[PROBLEMS TO SOLVE]:
• 1. For the tricycle memory, decide whether each statement below agrees with the text. Answer yes or no for each and quote the deciding words of the text. (a) The little girl fell backwards onto wet pavement. (b) The little girl's mother saw the tricycle being taken. (c) The narrator's mother said the narrator could hit the little girl back.
• 2. Copy the part of the tricycle memory starting with "I ran to the" and going on through "ran her over.".

[PROVIDED TEXT]:
____

I don’t remember where my mother was, what she was doing or how I opened the door, climbed down the stairs, and stood on the sidewalk in front of our building to watch. I do remember the little girl throwing a tantrum when her mother stood to go back into the building. She stomped her feet, knocked that beautiful tricycle on its side, screamed.

I ran to the rescue.

A hundred feet can feel like a hundred miles when your legs are less than a foot and a half long, but I got there, pulled the trike upright, and proceeded to make my getaway. It didn’t go unnoticed. The little girl screamed even louder, but her mother, already immune to her vocal demands, hands full, body facing the entranceway, must not have seen the heist in progress. The little girl ran around in front of me, her arms straight, palms out in a halting stance, and ordered me to stop. That’s when I ran her over.

Okay, maybe I just knocked her down, after all, how much momentum can a toddler generate while pedaling a tricycle made for a three-year-old? The result was the same. She fell backwards on the wet pavement in her white dress, banged her head, and cried. Then the whole world collapsed around me.

I’m told moments like this were common in my younger years. This one stands out because of the trauma that followed. I hated that little girl as much as any 3-year-old could hate. She would taunt me with her trike, hit me, and tell me I couldn’t hit her back because boys weren’t allowed to hit girls. In retrospect, she likely had quite an awakening over the years, but that was the consensus opinion of the day. Every time I’d tell my mother of the little girl hitting me, she’d remind me that I couldn’t hit her back because she was a girl.

____

[EXERCISE DATA]:

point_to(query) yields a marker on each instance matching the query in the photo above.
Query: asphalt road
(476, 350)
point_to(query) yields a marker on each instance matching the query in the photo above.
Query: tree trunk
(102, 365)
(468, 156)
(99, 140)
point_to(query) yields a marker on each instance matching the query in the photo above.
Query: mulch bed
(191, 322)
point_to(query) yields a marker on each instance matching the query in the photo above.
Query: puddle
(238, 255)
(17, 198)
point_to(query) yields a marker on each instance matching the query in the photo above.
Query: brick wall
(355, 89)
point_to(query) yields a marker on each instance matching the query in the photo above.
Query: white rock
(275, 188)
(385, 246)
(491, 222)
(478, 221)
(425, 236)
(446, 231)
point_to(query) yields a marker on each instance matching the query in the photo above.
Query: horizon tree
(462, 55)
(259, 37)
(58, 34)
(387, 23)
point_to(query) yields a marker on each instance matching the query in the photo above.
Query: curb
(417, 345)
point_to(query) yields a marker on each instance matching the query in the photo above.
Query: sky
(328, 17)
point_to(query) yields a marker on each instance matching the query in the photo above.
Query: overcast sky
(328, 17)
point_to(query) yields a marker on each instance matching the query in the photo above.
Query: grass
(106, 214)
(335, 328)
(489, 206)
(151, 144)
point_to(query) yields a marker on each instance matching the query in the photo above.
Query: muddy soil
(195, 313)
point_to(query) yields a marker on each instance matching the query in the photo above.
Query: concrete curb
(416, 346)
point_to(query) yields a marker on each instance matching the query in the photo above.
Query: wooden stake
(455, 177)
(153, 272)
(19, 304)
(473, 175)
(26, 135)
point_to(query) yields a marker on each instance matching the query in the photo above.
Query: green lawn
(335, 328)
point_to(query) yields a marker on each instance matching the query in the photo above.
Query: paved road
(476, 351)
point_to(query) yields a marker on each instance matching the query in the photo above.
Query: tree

____

[TASK SOLUTIONS]:
• 1.
(a) Yes: "She fell backwards on the wet pavement in her white dress"
(b) No: "must not have seen the heist in progress"
(c) No: "she’d remind me that I couldn’t hit her back because she was a girl"

• 2.
I ran to the rescue.

A hundred feet can feel like a hundred miles when your legs are less than a foot and a half long, but I got there, pulled the trike upright, and proceeded to make my getaway. It didn’t go unnoticed. The little girl screamed even louder, but her mother, already immune to her vocal demands, hands full, body facing the entranceway, must not have seen the heist in progress. The little girl ran around in front of me, her arms straight, palms out in a halting stance, and ordered me to stop. That’s when I ran her over.